**FRAGMENTO PROPORCIONADO**
President Boyd K. Packer«No importa que interrumpáis vuestros estudios, que posterguéis vuestra carrera o planes de casamiento. No importa que ello origine un inconveniente; a menos que tenga un serio problema de salud, todo joven Santo de los Últimos Días debe responder al llamado de servir una misión.»

Quisiera dirigirme a mis jóvenes amigos del Sacerdocio Aarónico, y comenzar con una parábola. Después os someteré a una pequeña prueba.

Supongamos que somos miembros de un mismo barrio y que nuestro obispo nos ha asignado, a vosotros y a mí, para programar un día de campo para todos los miembros del barrio. Se trata de planear la mejor actividad que el barrio jamás haya tenido. No importa cuánto tengamos que gastar.

Reservamos un hermoso lugar en las afueras de la ciudad. Lo tenemos para nosotros solos y no habrá nada que interfiera.

**CONSIGNAS DE TRABAJO**
[1] En la parábola del fragmento, ¿qué tarea asigna el obispo?
[2] Indique si cada afirmación concuerda con el fragmento y cite las palabras que lo deciden: (a) El lugar reservado para la actividad se encuentra dentro de la ciudad. (b) En la actividad no importa cuánto haya que gastar. (c) El mensaje se dirige a jóvenes del Sacerdocio Aarónico.
No hace falta consultar las filas.

(Filas contenidas en un conjunto de datos)

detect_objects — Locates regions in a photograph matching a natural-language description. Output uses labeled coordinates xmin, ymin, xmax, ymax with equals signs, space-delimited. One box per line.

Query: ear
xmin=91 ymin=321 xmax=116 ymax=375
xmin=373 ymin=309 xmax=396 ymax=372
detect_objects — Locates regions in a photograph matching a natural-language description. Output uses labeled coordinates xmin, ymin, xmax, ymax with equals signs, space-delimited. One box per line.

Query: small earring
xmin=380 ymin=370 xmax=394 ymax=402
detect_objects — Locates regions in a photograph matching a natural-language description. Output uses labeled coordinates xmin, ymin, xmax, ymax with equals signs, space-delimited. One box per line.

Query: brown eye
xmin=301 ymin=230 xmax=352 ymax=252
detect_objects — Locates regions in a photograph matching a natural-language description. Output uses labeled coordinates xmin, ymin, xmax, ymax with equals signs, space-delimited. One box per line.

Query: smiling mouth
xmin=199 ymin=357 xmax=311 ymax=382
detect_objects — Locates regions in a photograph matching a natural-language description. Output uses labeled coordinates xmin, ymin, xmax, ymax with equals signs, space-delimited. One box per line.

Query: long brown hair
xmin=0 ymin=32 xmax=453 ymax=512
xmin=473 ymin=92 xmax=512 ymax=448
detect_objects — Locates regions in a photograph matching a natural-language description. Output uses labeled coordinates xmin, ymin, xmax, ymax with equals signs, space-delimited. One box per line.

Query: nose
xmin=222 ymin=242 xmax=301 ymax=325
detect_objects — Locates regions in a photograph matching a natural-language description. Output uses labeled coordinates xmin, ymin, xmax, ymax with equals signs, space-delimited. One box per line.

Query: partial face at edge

**RESPUESTAS POR CONSIGNA**
[1] Programar un día de campo para todos los miembros del barrio.

[2]
(a) No: «Reservamos un hermoso lugar en las afueras de la ciudad.»
(b) Sí: «No importa cuánto tengamos que gastar.»
(c) Sí: «Quisiera dirigirme a mis jóvenes amigos del Sacerdocio Aarónico».